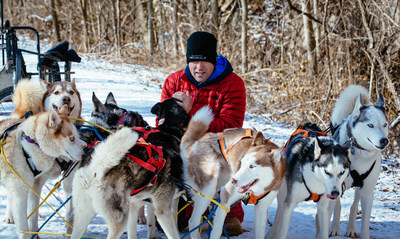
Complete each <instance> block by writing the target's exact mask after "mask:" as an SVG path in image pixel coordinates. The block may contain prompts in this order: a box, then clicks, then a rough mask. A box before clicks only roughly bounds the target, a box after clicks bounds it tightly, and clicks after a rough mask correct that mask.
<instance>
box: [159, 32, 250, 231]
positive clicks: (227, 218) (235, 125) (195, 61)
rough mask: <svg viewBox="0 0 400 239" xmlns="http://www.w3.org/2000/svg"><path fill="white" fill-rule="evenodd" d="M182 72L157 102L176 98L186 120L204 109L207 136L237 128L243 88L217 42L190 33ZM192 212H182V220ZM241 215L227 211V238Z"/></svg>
mask: <svg viewBox="0 0 400 239" xmlns="http://www.w3.org/2000/svg"><path fill="white" fill-rule="evenodd" d="M186 61H187V63H188V65H187V66H186V68H185V69H184V70H180V71H178V72H175V73H173V74H171V75H169V76H168V77H167V79H166V80H165V82H164V85H163V88H162V93H161V101H164V100H165V99H168V98H171V97H173V98H176V99H179V100H180V101H181V103H178V104H180V105H181V106H182V107H183V108H184V109H185V110H186V112H187V113H188V114H189V116H190V117H192V116H193V115H194V113H196V111H198V110H199V109H200V108H202V107H203V106H206V105H208V106H209V107H210V108H211V109H212V111H213V113H214V116H215V118H214V120H213V121H212V122H211V125H210V128H209V131H210V132H222V131H223V130H224V129H227V128H240V127H242V125H243V120H244V114H245V110H246V88H245V86H244V82H243V80H242V79H241V78H240V77H239V76H238V75H236V74H235V73H233V68H232V66H231V64H230V63H229V61H228V60H227V59H226V58H225V57H223V56H221V55H219V54H217V39H216V38H215V36H214V35H213V34H211V33H208V32H202V31H198V32H194V33H193V34H192V35H191V36H190V37H189V38H188V40H187V48H186ZM191 211H192V210H186V219H188V218H189V217H190V213H191ZM243 217H244V212H243V208H242V205H241V202H239V203H237V204H236V205H235V206H233V207H232V208H231V211H230V212H229V213H228V215H227V217H226V219H225V228H226V230H227V233H228V235H230V236H236V235H239V234H241V233H242V232H243V228H242V226H241V222H243Z"/></svg>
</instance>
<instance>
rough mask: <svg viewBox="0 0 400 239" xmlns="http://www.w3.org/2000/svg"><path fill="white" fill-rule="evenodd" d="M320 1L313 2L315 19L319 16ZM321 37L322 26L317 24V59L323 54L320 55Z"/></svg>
mask: <svg viewBox="0 0 400 239" xmlns="http://www.w3.org/2000/svg"><path fill="white" fill-rule="evenodd" d="M318 3H319V1H318V0H313V14H314V17H317V16H318V12H319V11H318ZM319 36H320V25H319V24H315V42H316V46H315V52H316V55H317V57H318V56H319V55H320V54H321V53H320V46H319Z"/></svg>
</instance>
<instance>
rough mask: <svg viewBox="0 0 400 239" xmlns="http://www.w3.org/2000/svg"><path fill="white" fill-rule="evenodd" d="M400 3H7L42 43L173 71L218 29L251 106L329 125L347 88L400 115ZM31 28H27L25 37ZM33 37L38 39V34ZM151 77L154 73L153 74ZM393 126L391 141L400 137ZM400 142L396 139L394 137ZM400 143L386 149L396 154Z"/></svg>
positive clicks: (207, 1)
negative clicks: (335, 102)
mask: <svg viewBox="0 0 400 239" xmlns="http://www.w3.org/2000/svg"><path fill="white" fill-rule="evenodd" d="M399 5H400V1H397V0H339V1H336V0H298V1H294V0H291V1H289V0H288V1H282V0H271V1H267V0H210V1H203V0H186V1H185V0H44V1H43V0H3V13H4V19H5V20H6V19H7V20H10V22H11V25H18V26H32V27H34V28H36V29H37V30H38V32H39V34H40V39H41V41H43V40H46V41H48V42H49V44H56V43H57V42H60V41H62V40H68V41H69V43H70V47H71V48H73V49H75V50H76V51H78V53H79V54H81V55H85V54H90V55H96V56H97V57H99V58H105V59H107V60H112V61H115V62H118V61H120V62H126V63H134V64H140V65H149V66H153V67H157V68H159V69H160V71H165V72H172V71H176V70H179V69H183V68H184V67H185V65H186V58H185V51H186V39H187V38H188V37H189V35H190V34H191V33H192V32H194V31H198V30H204V31H209V32H212V33H213V34H215V35H216V36H217V39H218V53H220V54H222V55H224V56H225V57H227V58H228V59H229V61H230V62H231V64H232V65H233V67H234V70H235V72H236V73H238V74H239V75H240V76H241V77H242V78H243V80H244V81H245V83H246V88H247V112H249V113H255V114H260V115H263V116H265V117H268V118H271V119H273V120H277V121H280V122H283V123H287V124H291V125H297V124H299V123H301V122H304V121H311V122H315V123H318V124H319V125H320V126H321V128H323V129H325V128H328V127H329V120H330V114H331V111H332V109H333V107H334V104H335V102H336V99H337V98H338V96H339V94H340V92H341V91H342V90H343V89H344V88H345V87H346V86H348V85H350V84H360V85H363V86H365V87H366V88H367V89H369V91H370V94H371V96H372V98H373V101H374V102H375V100H376V99H377V96H378V93H382V94H383V96H384V97H385V100H386V102H385V103H386V110H387V114H388V119H389V122H394V121H395V119H397V117H398V116H399V112H400V99H399V96H398V94H399V89H400V82H399V80H400V13H399V11H400V9H399V8H400V6H399ZM27 34H29V33H27ZM32 37H33V36H32ZM149 80H151V79H149ZM397 127H400V126H397V125H396V124H392V125H391V131H390V138H391V141H392V142H395V141H399V139H400V136H399V133H398V129H397ZM396 139H397V140H396ZM396 148H397V143H395V144H391V147H389V148H388V149H387V150H386V153H387V154H397V155H398V154H399V153H398V151H397V150H396Z"/></svg>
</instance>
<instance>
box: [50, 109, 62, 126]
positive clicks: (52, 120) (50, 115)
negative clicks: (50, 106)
mask: <svg viewBox="0 0 400 239" xmlns="http://www.w3.org/2000/svg"><path fill="white" fill-rule="evenodd" d="M59 124H61V118H60V116H59V115H58V113H57V111H55V110H51V112H50V114H49V123H48V125H49V128H52V129H55V128H57V127H58V125H59Z"/></svg>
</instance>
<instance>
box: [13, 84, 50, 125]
mask: <svg viewBox="0 0 400 239" xmlns="http://www.w3.org/2000/svg"><path fill="white" fill-rule="evenodd" d="M42 95H43V90H42V86H41V85H40V82H39V81H36V80H29V79H23V80H20V81H19V82H18V84H17V86H16V87H15V90H14V94H13V96H12V101H13V103H14V106H15V110H14V112H13V113H12V114H11V117H12V118H17V119H22V118H24V116H25V113H26V112H28V111H32V113H33V114H37V113H39V111H40V107H41V104H42Z"/></svg>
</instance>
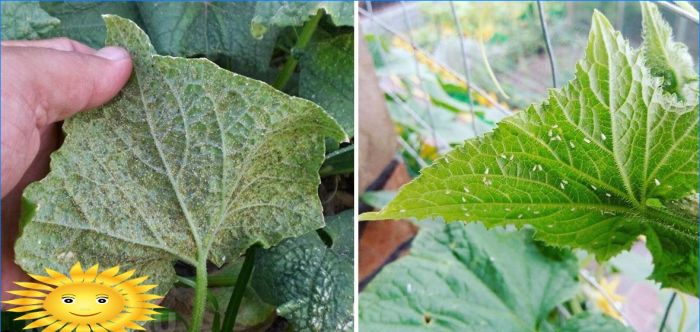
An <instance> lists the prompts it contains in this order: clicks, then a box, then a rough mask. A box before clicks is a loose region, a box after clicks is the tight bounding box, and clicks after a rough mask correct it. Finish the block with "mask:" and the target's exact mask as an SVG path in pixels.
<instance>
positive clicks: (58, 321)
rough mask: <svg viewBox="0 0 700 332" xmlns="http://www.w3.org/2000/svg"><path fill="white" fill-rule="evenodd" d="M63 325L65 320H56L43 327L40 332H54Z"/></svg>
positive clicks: (64, 323)
mask: <svg viewBox="0 0 700 332" xmlns="http://www.w3.org/2000/svg"><path fill="white" fill-rule="evenodd" d="M64 325H66V323H65V322H61V321H56V322H55V323H53V324H51V325H49V326H47V327H45V328H44V330H43V331H42V332H55V331H59V330H60V329H61V328H62V327H63V326H64Z"/></svg>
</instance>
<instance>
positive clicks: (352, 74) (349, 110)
mask: <svg viewBox="0 0 700 332" xmlns="http://www.w3.org/2000/svg"><path fill="white" fill-rule="evenodd" d="M353 45H354V43H353V34H351V33H350V34H344V35H340V36H337V37H334V38H331V39H328V40H322V41H319V42H317V43H314V44H312V45H310V47H309V48H308V49H307V50H306V51H305V52H304V57H303V58H302V59H301V73H300V75H301V77H300V78H299V81H300V82H299V95H300V96H301V97H304V98H306V99H309V100H311V101H314V102H316V103H318V104H319V105H321V106H322V107H323V108H324V109H325V110H327V111H328V112H329V113H330V114H331V115H333V117H334V118H335V119H336V120H337V121H338V123H340V125H341V126H342V127H343V129H344V130H345V132H347V133H348V134H349V135H350V136H353V135H352V133H353V132H354V123H355V121H354V107H353V105H354V91H355V90H354V77H355V75H353V74H354V61H353Z"/></svg>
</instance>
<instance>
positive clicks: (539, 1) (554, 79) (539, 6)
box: [537, 0, 557, 89]
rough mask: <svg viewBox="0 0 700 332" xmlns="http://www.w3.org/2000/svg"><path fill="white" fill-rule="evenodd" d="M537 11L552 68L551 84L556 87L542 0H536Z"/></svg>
mask: <svg viewBox="0 0 700 332" xmlns="http://www.w3.org/2000/svg"><path fill="white" fill-rule="evenodd" d="M537 11H538V12H539V14H540V15H539V16H540V25H541V26H542V37H543V38H544V43H545V46H546V47H547V56H548V57H549V67H550V68H551V70H552V86H553V87H554V88H555V89H556V88H557V69H556V65H555V64H554V53H553V50H552V41H551V40H549V31H547V22H546V21H545V19H544V9H543V8H542V2H541V1H540V0H537Z"/></svg>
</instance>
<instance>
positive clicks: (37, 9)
mask: <svg viewBox="0 0 700 332" xmlns="http://www.w3.org/2000/svg"><path fill="white" fill-rule="evenodd" d="M0 6H2V29H0V30H1V31H2V40H20V39H39V38H42V37H44V36H46V35H47V34H48V33H49V32H50V31H51V30H52V29H54V28H55V27H56V26H57V25H58V24H59V23H60V21H59V20H58V19H57V18H55V17H52V16H51V15H49V14H48V13H47V12H46V11H44V10H43V9H41V7H40V6H39V3H38V2H5V1H3V2H2V4H0Z"/></svg>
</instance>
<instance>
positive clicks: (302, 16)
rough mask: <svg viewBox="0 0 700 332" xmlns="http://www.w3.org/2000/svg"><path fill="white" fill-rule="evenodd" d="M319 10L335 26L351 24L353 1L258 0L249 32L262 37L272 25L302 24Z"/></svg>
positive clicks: (282, 26)
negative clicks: (329, 20)
mask: <svg viewBox="0 0 700 332" xmlns="http://www.w3.org/2000/svg"><path fill="white" fill-rule="evenodd" d="M319 10H324V11H325V13H326V14H328V15H329V16H330V17H331V20H332V21H333V24H335V25H336V26H352V25H353V23H354V18H355V15H354V14H355V8H354V4H353V2H347V1H317V2H295V1H292V2H286V1H260V2H257V3H256V4H255V16H254V17H253V19H252V21H251V22H250V23H251V25H250V34H251V35H253V37H255V38H263V36H265V35H266V34H268V33H269V32H270V31H271V30H272V27H278V28H284V27H288V26H302V25H304V23H305V22H306V21H308V20H309V18H311V17H312V16H314V15H316V13H317V12H318V11H319Z"/></svg>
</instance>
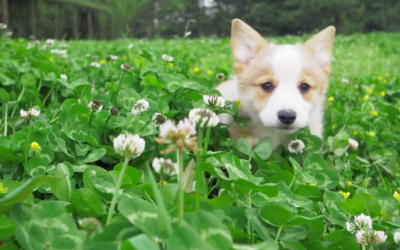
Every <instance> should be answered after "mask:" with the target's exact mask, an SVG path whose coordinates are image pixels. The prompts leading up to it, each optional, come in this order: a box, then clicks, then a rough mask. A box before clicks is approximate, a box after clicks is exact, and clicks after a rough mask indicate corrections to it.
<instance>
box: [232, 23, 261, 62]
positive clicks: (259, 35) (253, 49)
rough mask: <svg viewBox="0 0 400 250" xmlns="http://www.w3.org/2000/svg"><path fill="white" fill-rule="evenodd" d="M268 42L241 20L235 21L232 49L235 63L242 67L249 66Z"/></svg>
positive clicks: (253, 29)
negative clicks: (241, 66)
mask: <svg viewBox="0 0 400 250" xmlns="http://www.w3.org/2000/svg"><path fill="white" fill-rule="evenodd" d="M266 44H267V43H266V41H265V40H264V38H262V36H261V35H260V34H258V32H257V31H255V30H254V29H253V28H251V27H250V26H249V25H247V24H246V23H245V22H243V21H241V20H240V19H233V21H232V34H231V47H232V54H233V56H234V58H235V62H236V63H239V64H241V65H242V66H246V65H249V63H250V61H251V60H252V59H253V58H254V57H255V56H256V55H257V53H258V52H259V51H260V50H261V48H262V47H263V46H264V45H266Z"/></svg>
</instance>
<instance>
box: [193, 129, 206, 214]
mask: <svg viewBox="0 0 400 250" xmlns="http://www.w3.org/2000/svg"><path fill="white" fill-rule="evenodd" d="M203 131H204V129H203V128H199V132H198V134H197V147H198V148H201V146H202V143H203V142H202V141H203ZM195 172H196V173H195V175H196V211H198V210H199V209H200V195H201V194H200V190H202V185H203V171H201V152H197V153H196V171H195Z"/></svg>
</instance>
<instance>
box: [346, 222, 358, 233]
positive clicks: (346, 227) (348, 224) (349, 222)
mask: <svg viewBox="0 0 400 250" xmlns="http://www.w3.org/2000/svg"><path fill="white" fill-rule="evenodd" d="M346 229H347V231H349V232H351V233H355V232H357V226H356V225H355V224H354V223H350V222H346Z"/></svg>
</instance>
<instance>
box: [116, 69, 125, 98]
mask: <svg viewBox="0 0 400 250" xmlns="http://www.w3.org/2000/svg"><path fill="white" fill-rule="evenodd" d="M124 75H125V71H122V74H121V79H120V80H119V84H118V88H117V92H116V93H115V96H114V100H113V104H114V105H115V106H116V102H117V98H118V93H119V89H120V88H121V84H122V79H123V78H124Z"/></svg>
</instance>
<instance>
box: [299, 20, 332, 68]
mask: <svg viewBox="0 0 400 250" xmlns="http://www.w3.org/2000/svg"><path fill="white" fill-rule="evenodd" d="M334 39H335V27H333V26H329V27H328V28H326V29H324V30H322V31H320V32H319V33H318V34H316V35H315V36H313V37H312V38H311V39H310V40H308V41H307V42H306V43H305V44H304V45H305V46H306V48H308V49H309V50H310V51H311V53H312V54H313V56H314V57H315V59H316V60H317V62H318V64H319V65H320V66H321V67H322V69H323V70H324V71H325V73H327V74H329V73H330V70H331V61H332V46H333V40H334Z"/></svg>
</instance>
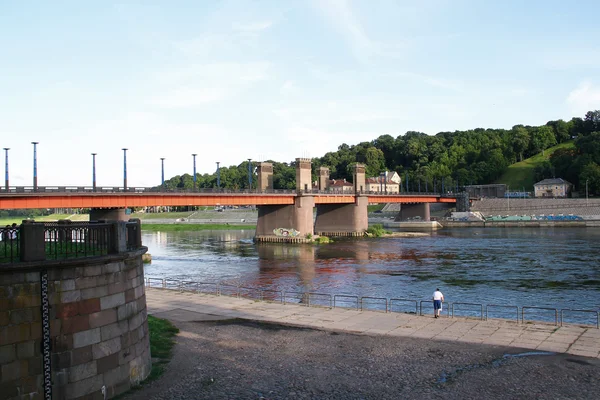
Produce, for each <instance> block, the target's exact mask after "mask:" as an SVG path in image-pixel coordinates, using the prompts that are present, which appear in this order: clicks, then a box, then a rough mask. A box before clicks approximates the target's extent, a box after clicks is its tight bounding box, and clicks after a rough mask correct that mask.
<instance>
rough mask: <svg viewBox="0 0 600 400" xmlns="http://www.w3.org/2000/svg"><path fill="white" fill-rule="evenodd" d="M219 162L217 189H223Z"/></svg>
mask: <svg viewBox="0 0 600 400" xmlns="http://www.w3.org/2000/svg"><path fill="white" fill-rule="evenodd" d="M219 164H220V163H219V161H217V189H221V170H220V169H219Z"/></svg>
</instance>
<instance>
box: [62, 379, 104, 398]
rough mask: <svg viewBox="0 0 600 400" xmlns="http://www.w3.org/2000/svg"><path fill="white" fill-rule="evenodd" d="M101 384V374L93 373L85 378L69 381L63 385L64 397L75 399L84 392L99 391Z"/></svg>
mask: <svg viewBox="0 0 600 400" xmlns="http://www.w3.org/2000/svg"><path fill="white" fill-rule="evenodd" d="M103 384H104V383H103V381H102V375H95V376H92V377H90V378H87V379H82V380H80V381H77V382H73V383H69V384H68V385H67V386H66V387H65V398H67V399H76V398H78V397H81V396H85V395H86V394H90V393H93V392H95V391H100V389H101V388H102V386H103Z"/></svg>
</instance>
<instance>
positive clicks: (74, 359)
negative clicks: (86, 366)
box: [71, 344, 94, 365]
mask: <svg viewBox="0 0 600 400" xmlns="http://www.w3.org/2000/svg"><path fill="white" fill-rule="evenodd" d="M93 359H94V356H93V354H92V345H91V344H90V345H89V346H85V347H80V348H78V349H73V350H72V351H71V365H77V364H84V363H87V362H90V361H92V360H93Z"/></svg>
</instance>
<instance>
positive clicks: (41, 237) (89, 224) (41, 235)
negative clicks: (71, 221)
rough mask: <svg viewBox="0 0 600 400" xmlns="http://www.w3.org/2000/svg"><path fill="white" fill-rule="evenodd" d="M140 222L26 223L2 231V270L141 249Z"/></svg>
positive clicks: (0, 238)
mask: <svg viewBox="0 0 600 400" xmlns="http://www.w3.org/2000/svg"><path fill="white" fill-rule="evenodd" d="M140 228H141V227H140V221H139V219H131V220H129V221H128V222H124V221H116V222H104V221H101V222H71V221H68V220H62V221H58V222H35V221H30V220H27V221H23V223H22V224H21V225H16V226H14V227H12V226H11V227H5V228H1V229H0V239H1V240H0V267H1V266H2V265H6V264H12V263H18V262H25V261H46V260H64V259H72V258H84V257H98V256H105V255H108V254H118V253H123V252H126V251H133V250H137V249H139V248H141V247H142V237H141V229H140Z"/></svg>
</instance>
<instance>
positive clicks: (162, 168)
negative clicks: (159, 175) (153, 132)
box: [160, 157, 165, 189]
mask: <svg viewBox="0 0 600 400" xmlns="http://www.w3.org/2000/svg"><path fill="white" fill-rule="evenodd" d="M160 184H161V185H162V187H163V189H164V188H165V159H164V157H161V159H160Z"/></svg>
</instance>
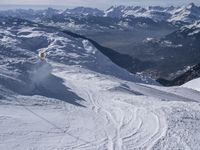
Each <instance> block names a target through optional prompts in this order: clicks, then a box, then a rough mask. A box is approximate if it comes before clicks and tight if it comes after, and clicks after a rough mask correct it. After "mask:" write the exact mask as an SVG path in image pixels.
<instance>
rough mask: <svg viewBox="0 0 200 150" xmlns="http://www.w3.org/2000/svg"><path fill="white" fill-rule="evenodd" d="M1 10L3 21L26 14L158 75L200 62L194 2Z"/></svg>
mask: <svg viewBox="0 0 200 150" xmlns="http://www.w3.org/2000/svg"><path fill="white" fill-rule="evenodd" d="M0 16H1V22H0V25H2V26H5V27H6V26H8V24H10V23H13V25H14V23H17V22H18V21H17V19H18V18H21V19H26V20H30V21H33V22H36V23H40V24H43V25H45V26H54V27H56V28H59V29H62V30H70V31H72V32H74V33H78V34H80V35H84V37H86V38H89V39H91V40H93V41H94V42H96V43H99V44H100V45H102V46H103V47H104V48H105V49H107V50H109V49H110V50H114V51H117V52H118V53H122V55H123V54H125V55H126V56H127V55H128V57H127V58H130V59H128V61H124V58H123V57H122V58H120V57H117V64H118V65H119V66H123V68H125V69H127V70H128V71H130V72H132V73H135V74H143V75H147V76H150V77H152V78H154V79H159V80H158V81H160V79H162V80H174V79H175V78H178V79H179V76H181V75H182V74H184V73H185V72H187V71H188V70H189V69H190V68H192V67H193V66H195V65H197V64H199V63H200V59H199V58H200V44H199V41H200V7H199V6H196V5H195V4H194V3H190V4H188V5H186V6H181V7H174V6H171V7H160V6H150V7H146V8H144V7H140V6H112V7H110V8H109V9H107V10H105V11H103V10H99V9H96V8H87V7H76V8H73V9H65V10H57V9H53V8H48V9H44V10H33V9H28V10H27V9H16V10H4V11H0ZM4 17H13V18H16V22H9V21H8V19H6V20H7V21H4ZM26 23H28V21H27V22H26ZM122 55H121V56H122ZM107 56H108V55H107ZM119 56H120V55H119ZM108 57H109V58H110V59H111V60H113V59H116V58H114V57H115V56H113V58H112V55H109V56H108ZM125 62H129V63H127V64H125ZM162 83H163V82H162ZM178 83H182V82H179V81H178ZM171 85H176V83H175V82H174V83H173V84H171Z"/></svg>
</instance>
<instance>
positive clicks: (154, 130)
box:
+ + + +
Exercise aim
The lines above from the one containing "An <instance> lists" through the one containing "325L65 320H56L43 327L40" are to be set down exactly, and no others.

Solution to the exercise
An <instance> lists the prompts it contains in this order: clicks, then a box, then a rough mask. A box before clicks is a loose region, a box after clicks is the tight bounding box, and clicks after a rough mask correct it. Finish the block with "mask:" and the target's exact mask as an SVG path in pixels.
<instance>
positive clicks: (58, 321)
rough mask: <svg viewBox="0 0 700 332" xmlns="http://www.w3.org/2000/svg"><path fill="white" fill-rule="evenodd" d="M63 325L65 320H56L43 327L40 332H54Z"/></svg>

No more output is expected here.